Directions:
1 > In the abstract, swap "platform" for "system" and write out the passage that begins at the words "To build the" and stops after "and cardiovascular diseases.".
2 > Put this sentence from the abstract into Spanish: "Membrane hyperpolarization tends to promote increased differentiation and reduced proliferation while depolarization is associated with immature and proliferative stem-like cell states."
3 > According to the abstract, which voltage indicator is combined with FUCCI cell-cycle sensors in the proposed platform?

Passage to read:

——

IMAT R61 Abstract
In addition to its well-recognized roles in neuronal computation and cardiac contractions, the voltage across the
plasma membrane has been implicated as a fundamental regulator of differentiation and proliferation. The
concurrent regulation of proliferation and stem cell states by membrane voltage contributes to normal tissue
morphogenesis, development, and diseases such as cancer. Membrane hyperpolarization tends to promote
increased differentiation and reduced proliferation while depolarization is associated with immature and
proliferative stem-like cell states. Of clinical relevance, cancer cells and cancer stem-like cells exhibit depolarized
membrane voltage values compared with the normal differentiated cells from which they arise. Despite the
strong association between voltage and cancer cell phenotypes, voltage modulation has not been effectively
exploited as a drug target against cancer, largely reflecting the technological challenges with membrane voltage
measurements in physiologically relevant contexts. Current techniques to measure membrane voltage, including
electrode arrays and voltage sensitive dyes, have limitations in the number of experimental observations
possible, compatibility with complementary phenotypic readouts, the duration of sampling, and the inability to
perform longitudinal cell analyses. These technologic challenges motivate our hypothesis that integration of
genetically encoded voltage and cell cycle sensors will provide a robust and novel high-throughput platform to
identify modulators of membrane voltage and cell proliferation. We propose to develop, optimize, and validate
a cell-based technology platform integrating JEDI, a novel voltage indicator, and FUCCI cell-cycle sensors to
enable real time high-throughput analysis of concurrent changes in voltage and cell proliferation in living cells.
To build the platform, we propose to demonstrate high-throughput imaging of voltage dynamics (Aim 1) and cell
cycle states (Aim 2) in glioblastoma stem cells. We next propose to deploy these technologies for high-throughput
quantification of the impact of ion channel-modulating drugs on the membrane voltage and cell-cycle changes
(Aim 3). This novel platform is expected, for the first time, to provide a tool for real-time live cell readouts of
concurrent changes in membrane voltage and cell proliferation. Besides its implications for the treatment of
cancer, we anticipate this platform to have far reaching basic science and clinical translational applications in
neuroscience, stem cell and iPSC biology, cell-based therapies, and cardiovascular diseases.

——

Entries supplied:
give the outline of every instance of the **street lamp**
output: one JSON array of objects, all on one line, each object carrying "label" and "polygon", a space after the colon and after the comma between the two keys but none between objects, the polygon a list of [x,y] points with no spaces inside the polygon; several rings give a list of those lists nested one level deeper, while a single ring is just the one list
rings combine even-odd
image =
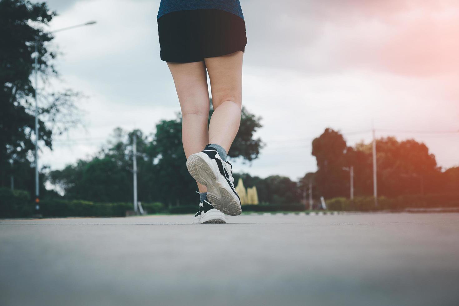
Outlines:
[{"label": "street lamp", "polygon": [[[62,29],[55,30],[48,32],[49,33],[56,33],[56,32],[70,30],[75,28],[79,27],[84,27],[94,24],[96,22],[89,21],[85,23],[77,24],[71,27],[67,27]],[[35,210],[38,212],[40,209],[40,206],[39,203],[39,177],[38,177],[38,100],[37,98],[37,91],[38,90],[38,38],[36,38],[35,40],[35,202],[36,203]]]}]

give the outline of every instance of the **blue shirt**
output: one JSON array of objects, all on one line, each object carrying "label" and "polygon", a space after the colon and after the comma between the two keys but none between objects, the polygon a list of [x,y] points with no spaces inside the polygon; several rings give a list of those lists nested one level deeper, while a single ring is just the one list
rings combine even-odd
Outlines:
[{"label": "blue shirt", "polygon": [[201,9],[221,10],[244,19],[239,0],[161,0],[157,19],[173,11]]}]

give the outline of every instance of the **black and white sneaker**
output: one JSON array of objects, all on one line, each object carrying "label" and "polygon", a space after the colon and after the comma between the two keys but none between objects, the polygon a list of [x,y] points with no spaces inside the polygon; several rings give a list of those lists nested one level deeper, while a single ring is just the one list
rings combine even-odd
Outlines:
[{"label": "black and white sneaker", "polygon": [[186,167],[195,179],[207,187],[207,197],[214,207],[230,216],[241,214],[241,199],[234,188],[233,167],[220,157],[217,150],[207,145],[202,152],[188,157]]},{"label": "black and white sneaker", "polygon": [[199,223],[226,223],[225,214],[214,208],[207,198],[204,202],[199,204],[199,210],[201,211]]},{"label": "black and white sneaker", "polygon": [[199,210],[198,212],[196,213],[195,215],[194,219],[193,219],[193,224],[199,224],[201,223],[201,211],[204,209],[204,206],[202,205],[202,203],[199,203]]}]

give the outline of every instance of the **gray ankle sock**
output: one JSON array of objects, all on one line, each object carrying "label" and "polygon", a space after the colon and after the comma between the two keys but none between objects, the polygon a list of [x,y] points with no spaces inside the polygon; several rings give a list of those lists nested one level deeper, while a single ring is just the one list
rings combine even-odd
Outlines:
[{"label": "gray ankle sock", "polygon": [[204,200],[206,200],[206,197],[207,196],[207,192],[199,193],[199,200],[201,201],[201,203],[204,202]]},{"label": "gray ankle sock", "polygon": [[223,147],[216,144],[210,144],[208,145],[217,150],[217,152],[218,152],[218,155],[222,158],[222,159],[225,161],[226,161],[226,151],[223,149]]}]

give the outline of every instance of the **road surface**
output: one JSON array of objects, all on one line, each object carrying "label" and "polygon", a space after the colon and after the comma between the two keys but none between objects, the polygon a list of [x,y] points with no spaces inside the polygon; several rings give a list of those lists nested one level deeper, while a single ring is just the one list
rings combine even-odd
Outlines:
[{"label": "road surface", "polygon": [[0,221],[0,305],[458,305],[459,214]]}]

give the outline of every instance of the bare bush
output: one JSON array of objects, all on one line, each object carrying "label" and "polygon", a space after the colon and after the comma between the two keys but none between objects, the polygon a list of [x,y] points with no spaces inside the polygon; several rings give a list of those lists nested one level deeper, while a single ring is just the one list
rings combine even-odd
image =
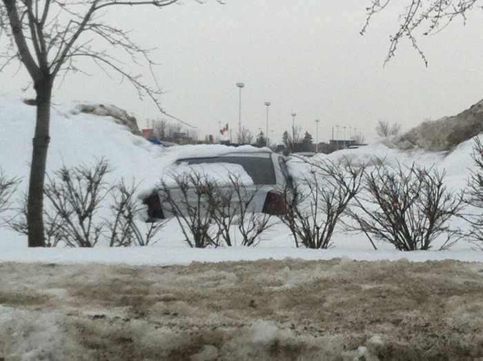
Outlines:
[{"label": "bare bush", "polygon": [[57,228],[55,244],[62,242],[70,246],[92,247],[97,243],[105,222],[96,216],[110,191],[104,179],[110,171],[107,162],[101,159],[92,168],[64,166],[54,177],[48,177],[44,192],[53,215],[46,222]]},{"label": "bare bush", "polygon": [[212,229],[215,223],[215,204],[210,195],[214,193],[215,183],[208,175],[196,172],[171,177],[176,186],[170,186],[163,181],[160,189],[186,243],[192,248],[217,246],[217,235]]},{"label": "bare bush", "polygon": [[[24,194],[17,205],[12,209],[15,211],[15,215],[10,217],[6,223],[8,227],[23,235],[28,235],[28,224],[27,222],[27,195]],[[51,209],[43,209],[43,232],[45,234],[46,246],[48,247],[55,246],[61,240],[59,228],[62,222],[59,213]]]},{"label": "bare bush", "polygon": [[134,182],[128,186],[121,179],[110,191],[112,215],[105,221],[110,231],[109,246],[111,247],[152,244],[153,237],[164,225],[162,222],[143,222],[146,231],[140,229],[137,221],[144,207],[135,202],[134,195],[137,190]]},{"label": "bare bush", "polygon": [[361,185],[364,164],[306,160],[310,175],[294,180],[293,188],[284,192],[286,213],[282,222],[290,230],[298,247],[327,248],[342,214]]},{"label": "bare bush", "polygon": [[241,245],[255,246],[257,238],[271,226],[269,223],[270,215],[253,211],[254,199],[260,191],[259,187],[246,187],[233,177],[230,180],[236,196],[235,202],[237,202],[238,231],[241,234]]},{"label": "bare bush", "polygon": [[[17,191],[19,184],[20,179],[15,177],[7,177],[2,169],[0,168],[0,215],[12,209],[12,196]],[[3,221],[0,219],[0,225],[3,224]]]},{"label": "bare bush", "polygon": [[[234,176],[230,176],[230,180],[235,181]],[[224,187],[218,189],[208,195],[211,210],[213,213],[213,222],[218,228],[217,244],[224,242],[227,246],[233,245],[231,238],[232,226],[238,217],[237,204],[235,200],[235,189],[232,187]]]},{"label": "bare bush", "polygon": [[401,130],[401,124],[394,122],[390,124],[388,121],[379,120],[375,127],[376,134],[381,137],[397,135]]},{"label": "bare bush", "polygon": [[389,168],[377,159],[364,177],[363,192],[351,215],[356,228],[400,251],[428,250],[440,236],[441,249],[460,237],[448,221],[461,210],[462,197],[444,184],[444,173],[415,166]]},{"label": "bare bush", "polygon": [[480,249],[483,250],[483,144],[476,138],[472,155],[475,170],[468,180],[468,192],[465,202],[477,211],[466,218],[471,224],[468,236]]}]

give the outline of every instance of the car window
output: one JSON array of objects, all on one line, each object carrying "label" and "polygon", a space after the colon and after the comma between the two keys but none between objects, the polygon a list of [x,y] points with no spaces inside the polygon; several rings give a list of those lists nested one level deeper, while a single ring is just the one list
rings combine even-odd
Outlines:
[{"label": "car window", "polygon": [[254,184],[276,184],[275,171],[270,158],[255,157],[213,157],[180,159],[177,163],[201,164],[203,163],[229,163],[239,164],[251,177]]}]

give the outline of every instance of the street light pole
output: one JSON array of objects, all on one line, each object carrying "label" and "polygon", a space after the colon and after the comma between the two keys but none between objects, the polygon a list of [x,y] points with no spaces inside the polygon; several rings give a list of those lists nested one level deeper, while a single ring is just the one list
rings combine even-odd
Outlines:
[{"label": "street light pole", "polygon": [[265,101],[265,106],[266,106],[266,133],[265,133],[265,146],[268,148],[268,107],[270,106],[270,101]]},{"label": "street light pole", "polygon": [[337,140],[335,141],[335,144],[337,145],[336,148],[337,150],[339,150],[339,124],[337,124],[335,126],[335,129],[337,130],[335,132],[335,137],[337,138]]},{"label": "street light pole", "polygon": [[239,107],[238,107],[238,144],[241,140],[241,88],[245,86],[244,83],[237,83],[237,86],[239,89]]},{"label": "street light pole", "polygon": [[292,116],[292,153],[295,151],[295,116],[296,113],[290,113]]},{"label": "street light pole", "polygon": [[315,153],[319,153],[319,121],[320,120],[315,119]]}]

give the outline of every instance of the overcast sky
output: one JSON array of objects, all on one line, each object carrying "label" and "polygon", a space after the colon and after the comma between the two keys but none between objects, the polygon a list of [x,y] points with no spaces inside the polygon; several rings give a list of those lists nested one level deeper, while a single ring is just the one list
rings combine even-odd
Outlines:
[{"label": "overcast sky", "polygon": [[[204,5],[184,0],[159,10],[123,9],[107,14],[125,23],[132,37],[155,47],[158,81],[166,92],[165,110],[197,126],[200,137],[217,134],[219,122],[238,124],[237,81],[242,90],[244,126],[265,129],[265,101],[270,101],[269,129],[279,141],[296,125],[327,141],[333,126],[374,137],[379,119],[408,129],[426,118],[451,115],[483,99],[483,14],[468,23],[454,21],[436,35],[420,39],[428,68],[404,41],[383,68],[399,9],[373,19],[359,34],[368,0],[214,0]],[[14,67],[0,75],[3,92],[19,93],[26,82]],[[155,106],[139,101],[127,83],[92,75],[68,77],[55,90],[55,101],[91,100],[127,110],[144,126],[159,119]],[[146,74],[148,74],[146,72]],[[30,92],[32,94],[32,91]],[[271,132],[270,132],[271,133]]]}]

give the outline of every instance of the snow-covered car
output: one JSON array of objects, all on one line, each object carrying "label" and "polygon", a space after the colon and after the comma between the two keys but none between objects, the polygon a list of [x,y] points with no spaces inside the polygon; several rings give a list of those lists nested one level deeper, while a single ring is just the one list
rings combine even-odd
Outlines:
[{"label": "snow-covered car", "polygon": [[[239,202],[240,197],[250,197],[248,206],[250,212],[283,214],[286,208],[282,192],[286,186],[290,184],[285,158],[268,148],[250,148],[249,151],[246,151],[246,148],[244,151],[236,151],[232,148],[229,152],[215,156],[177,159],[164,172],[165,175],[170,176],[171,182],[164,182],[163,186],[143,199],[143,203],[147,206],[147,221],[154,222],[157,219],[173,217],[173,202],[176,202],[175,211],[178,212],[182,212],[183,204],[186,202],[189,202],[193,207],[201,210],[206,208],[208,200],[206,198],[201,199],[201,204],[198,204],[199,197],[196,196],[194,191],[192,190],[192,194],[187,197],[183,194],[179,184],[173,182],[173,179],[176,178],[173,175],[194,173],[213,179],[215,186],[213,191],[218,193],[229,191],[230,188],[234,187],[232,182],[228,179],[230,178],[233,180],[232,176],[235,175],[237,179],[243,183],[243,192],[241,194],[232,192],[234,208],[236,208],[235,204]],[[169,196],[167,193],[169,193]],[[186,204],[184,206],[186,208]]]}]

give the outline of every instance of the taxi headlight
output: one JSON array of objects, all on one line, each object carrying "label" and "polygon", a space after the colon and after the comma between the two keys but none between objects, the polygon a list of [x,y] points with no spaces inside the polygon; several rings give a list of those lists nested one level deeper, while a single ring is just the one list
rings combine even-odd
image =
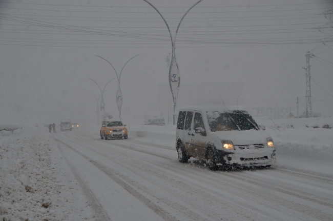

——

Solutions per task:
1 >
To build the system, we propose to demonstrate high-throughput imaging of voltage dynamics (Aim 1) and cell
cycle states (Aim 2) in glioblastoma stem cells. We next propose to deploy these technologies for high-throughput
quantification of the impact of ion channel-modulating drugs on the membrane voltage and cell-cycle changes
(Aim 3). This novel system is expected, for the first time, to provide a tool for real-time live cell readouts of
concurrent changes in membrane voltage and cell proliferation. Besides its implications for the treatment of
cancer, we anticipate this system to have far reaching basic science and clinical translational applications in
neuroscience, stem cell and iPSC biology, cell-based therapies, and cardiovascular diseases.

2 > La hiperpolarización de la membrana tiende a promover una mayor diferenciación y una menor proliferación, mientras que la despolarización se asocia con estados celulares inmaduros, proliferativos y similares a los de las células madre.

3 > JEDI